Supplied passage:
-=-=-
In New Hampshire, State Representative Dan Itse has introduced House Bill 1343 (HB1343), which, if passed, would create “a joint committee of the legislature to consider the constitutionality of acts, orders, laws, statutes, regulations, and rules by the government of the United States including the legislative, executive, and judicial branches, and to consider the actions necessary to protect the sovereignty of the state of New Hampshire.”
Unlike the many 10th Amendment Resolutions that have been introduced around the country since 2008, HB1343 is legally-binding legislation.
Calling on Thomas Jefferson and the Kentucky Resolutions of 1798, the bill reaffirms the principle that it was “We the People” of the several states that created the federal government, and not the other way around. Thus, it’s the people of each state, and not the federal government, that retains sovereignty, which is defined as “final authority” in the American System.
The legislation states:
“the several States composing the United States of America, are not united on the principle of unlimited submission to their General Government; but that, by a compact under the style and title of a Constitution for the United States, and of amendments thereto, they constituted a General Government for special purposes, delegated to that government certain definite powers, reserving, each State to itself, all remaining powers for their own self-government.”
Most importantly, it includes the essential declaration that government is strictly limited to those powers which have been delegated to it in the Constitution – and nothing more:
whensoever the General Government assumes undelegated powers, its acts are unauthoritative, void, and of no force.
The bill, if passed, would create a committee that would not only review the Constitutionality of Laws, Acts and Regulations emanating from Washington D.C., but would also recommend and propose legislation to protect the citizens of New Hampshire from any federal overreach:
I. There is hereby established a joint committee on the constitutionality of acts, orders, laws, statutes, regulations, and rules of the government of the United States. This joint committee of the legislature shall consider the constitutionality of acts, orders, laws, statutes, regulations, and rules by the government of the United States including the legislative, executive, and judicial branches of government, and consider the actions necessary to protect the sovereignty of the state of New Hampshire and the liberty of its citizens by restraining the government of the United States to its constitutional limits.
II. The joint committee shall:
(c) When necessary propose legislation to prohibit, and if necessary, punish the enforcement of unconstitutional acts, orders, laws, statutes, regulations, and rules of the government of the United States.
LIMITED: THE PROPER ROLE OF GOVERNMENT
Federal violations of the Constitution goes beyond anything the founders and ratifiers would have accepted.
James Madison, explaining the constitution, in Federalist Paper 45, said, “The powers delegated … to the federal government are few and defined. Those which are to remain in the State governments are numerous and indefinite. The former will be exercised principally on external objects, [such] as war, peace, negotiation, and foreign commerce. … The powers reserved to the several States will extend to all the objects which, in the ordinary course of affairs, concern the lives, liberties, and properties of the people.”
Thomas Jefferson emphasized that the states are not “subordinate” to the national government, but rather the two are “coordinate departments of one simple and integral whole. … The one is the domestic, the other the foreign branch of the same government.”
-=-=-
Things to do:
A – Answer these questions using the HB1343 article:
(i) Which state representative introduced HB1343?
(ii) How does the text define sovereignty in the American System?
(iii) According to the quotation from Federalist Paper 45, on which objects will federal powers be exercised principally?
B – Reproduce the portion of the HB1343 article from "II. The joint" up to and including "would have accepted.".

Collected data
-=-=-
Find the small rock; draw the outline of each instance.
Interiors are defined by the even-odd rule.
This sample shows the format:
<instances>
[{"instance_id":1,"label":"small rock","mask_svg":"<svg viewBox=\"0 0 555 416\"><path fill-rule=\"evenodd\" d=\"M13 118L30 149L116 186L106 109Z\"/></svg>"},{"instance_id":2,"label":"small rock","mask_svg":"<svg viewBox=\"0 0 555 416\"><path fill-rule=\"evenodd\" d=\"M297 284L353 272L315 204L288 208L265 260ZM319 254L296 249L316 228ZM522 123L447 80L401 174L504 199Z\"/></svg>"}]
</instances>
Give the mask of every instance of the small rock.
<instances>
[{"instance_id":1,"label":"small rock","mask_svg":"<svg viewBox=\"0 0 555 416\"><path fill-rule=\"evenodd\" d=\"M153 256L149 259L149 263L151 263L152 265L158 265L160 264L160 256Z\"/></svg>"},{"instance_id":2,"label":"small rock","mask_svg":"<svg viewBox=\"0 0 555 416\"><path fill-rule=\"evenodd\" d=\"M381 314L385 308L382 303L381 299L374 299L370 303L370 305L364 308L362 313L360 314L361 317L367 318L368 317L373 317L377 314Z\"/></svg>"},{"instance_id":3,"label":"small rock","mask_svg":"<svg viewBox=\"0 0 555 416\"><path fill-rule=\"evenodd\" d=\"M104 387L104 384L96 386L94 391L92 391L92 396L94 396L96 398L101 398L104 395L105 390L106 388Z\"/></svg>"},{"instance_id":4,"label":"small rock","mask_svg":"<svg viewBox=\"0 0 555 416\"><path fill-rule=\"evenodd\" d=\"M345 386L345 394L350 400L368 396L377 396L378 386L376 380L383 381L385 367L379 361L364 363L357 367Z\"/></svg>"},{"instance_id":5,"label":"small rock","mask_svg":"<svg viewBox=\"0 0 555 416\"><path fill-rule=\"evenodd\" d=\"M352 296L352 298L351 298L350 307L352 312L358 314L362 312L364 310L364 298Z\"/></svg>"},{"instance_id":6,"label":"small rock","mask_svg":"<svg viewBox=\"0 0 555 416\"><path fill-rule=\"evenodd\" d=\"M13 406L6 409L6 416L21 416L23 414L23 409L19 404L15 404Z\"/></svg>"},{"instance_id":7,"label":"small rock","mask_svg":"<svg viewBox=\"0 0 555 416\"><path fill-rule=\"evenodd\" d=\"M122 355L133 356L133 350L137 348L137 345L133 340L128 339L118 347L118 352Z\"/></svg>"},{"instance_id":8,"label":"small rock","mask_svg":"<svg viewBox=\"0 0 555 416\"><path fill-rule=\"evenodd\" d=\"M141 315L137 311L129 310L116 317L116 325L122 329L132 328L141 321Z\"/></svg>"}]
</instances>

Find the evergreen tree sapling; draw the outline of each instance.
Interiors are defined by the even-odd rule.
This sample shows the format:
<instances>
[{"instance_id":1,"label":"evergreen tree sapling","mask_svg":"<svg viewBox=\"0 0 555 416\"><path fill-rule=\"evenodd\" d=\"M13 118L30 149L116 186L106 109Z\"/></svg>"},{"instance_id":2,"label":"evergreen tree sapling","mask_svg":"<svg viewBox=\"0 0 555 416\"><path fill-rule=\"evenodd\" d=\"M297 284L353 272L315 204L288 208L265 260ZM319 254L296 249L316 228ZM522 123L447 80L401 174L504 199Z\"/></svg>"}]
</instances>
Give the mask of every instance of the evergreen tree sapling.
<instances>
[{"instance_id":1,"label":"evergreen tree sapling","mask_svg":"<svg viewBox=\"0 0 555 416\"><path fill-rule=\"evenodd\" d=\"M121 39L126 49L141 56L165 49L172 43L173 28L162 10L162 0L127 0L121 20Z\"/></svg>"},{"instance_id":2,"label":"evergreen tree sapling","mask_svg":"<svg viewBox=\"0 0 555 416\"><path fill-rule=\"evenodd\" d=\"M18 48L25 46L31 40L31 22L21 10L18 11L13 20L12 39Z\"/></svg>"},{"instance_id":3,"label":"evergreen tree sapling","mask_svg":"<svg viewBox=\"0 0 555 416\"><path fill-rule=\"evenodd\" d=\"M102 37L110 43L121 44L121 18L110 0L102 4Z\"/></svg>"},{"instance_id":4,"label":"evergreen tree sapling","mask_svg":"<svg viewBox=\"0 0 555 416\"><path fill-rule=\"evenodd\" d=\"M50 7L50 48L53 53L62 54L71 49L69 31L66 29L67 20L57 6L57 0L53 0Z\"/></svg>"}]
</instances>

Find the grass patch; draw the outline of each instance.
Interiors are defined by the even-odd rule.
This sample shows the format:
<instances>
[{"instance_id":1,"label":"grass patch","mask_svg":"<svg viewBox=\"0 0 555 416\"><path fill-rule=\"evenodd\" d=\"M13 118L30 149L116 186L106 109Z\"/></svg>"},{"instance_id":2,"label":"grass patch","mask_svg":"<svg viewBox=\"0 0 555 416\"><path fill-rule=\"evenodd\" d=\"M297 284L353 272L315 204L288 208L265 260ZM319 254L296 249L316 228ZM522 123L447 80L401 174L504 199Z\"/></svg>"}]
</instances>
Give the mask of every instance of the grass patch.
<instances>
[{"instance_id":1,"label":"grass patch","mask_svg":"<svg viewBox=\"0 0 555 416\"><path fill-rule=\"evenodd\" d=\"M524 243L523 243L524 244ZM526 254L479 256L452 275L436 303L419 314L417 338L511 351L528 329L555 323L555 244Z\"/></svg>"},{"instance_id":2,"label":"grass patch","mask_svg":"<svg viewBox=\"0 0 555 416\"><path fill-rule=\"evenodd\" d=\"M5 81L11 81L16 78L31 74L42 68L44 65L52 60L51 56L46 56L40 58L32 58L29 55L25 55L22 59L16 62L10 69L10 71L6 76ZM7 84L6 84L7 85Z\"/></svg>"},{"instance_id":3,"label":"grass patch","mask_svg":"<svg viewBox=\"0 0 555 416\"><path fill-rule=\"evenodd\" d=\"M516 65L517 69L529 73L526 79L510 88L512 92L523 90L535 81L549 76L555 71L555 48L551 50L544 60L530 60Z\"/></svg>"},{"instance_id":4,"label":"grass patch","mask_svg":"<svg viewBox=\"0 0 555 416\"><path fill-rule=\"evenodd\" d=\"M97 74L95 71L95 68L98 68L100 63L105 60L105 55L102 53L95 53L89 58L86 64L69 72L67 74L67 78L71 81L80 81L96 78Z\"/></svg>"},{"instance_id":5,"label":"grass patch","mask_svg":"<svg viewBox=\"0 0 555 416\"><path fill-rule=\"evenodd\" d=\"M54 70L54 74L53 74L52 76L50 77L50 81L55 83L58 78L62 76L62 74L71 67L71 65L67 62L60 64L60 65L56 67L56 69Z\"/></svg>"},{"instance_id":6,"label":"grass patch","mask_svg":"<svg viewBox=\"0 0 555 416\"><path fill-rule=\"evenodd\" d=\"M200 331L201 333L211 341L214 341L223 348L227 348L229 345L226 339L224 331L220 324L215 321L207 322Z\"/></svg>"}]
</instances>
-=-=-
Task results:
A –
(i) Dan Itse
(ii) As "final authority"
(iii) War, peace, negotiation, and foreign commerce

B –
II. The joint committee shall:
(c) When necessary propose legislation to prohibit, and if necessary, punish the enforcement of unconstitutional acts, orders, laws, statutes, regulations, and rules of the government of the United States.
LIMITED: THE PROPER ROLE OF GOVERNMENT
Federal violations of the Constitution goes beyond anything the founders and ratifiers would have accepted.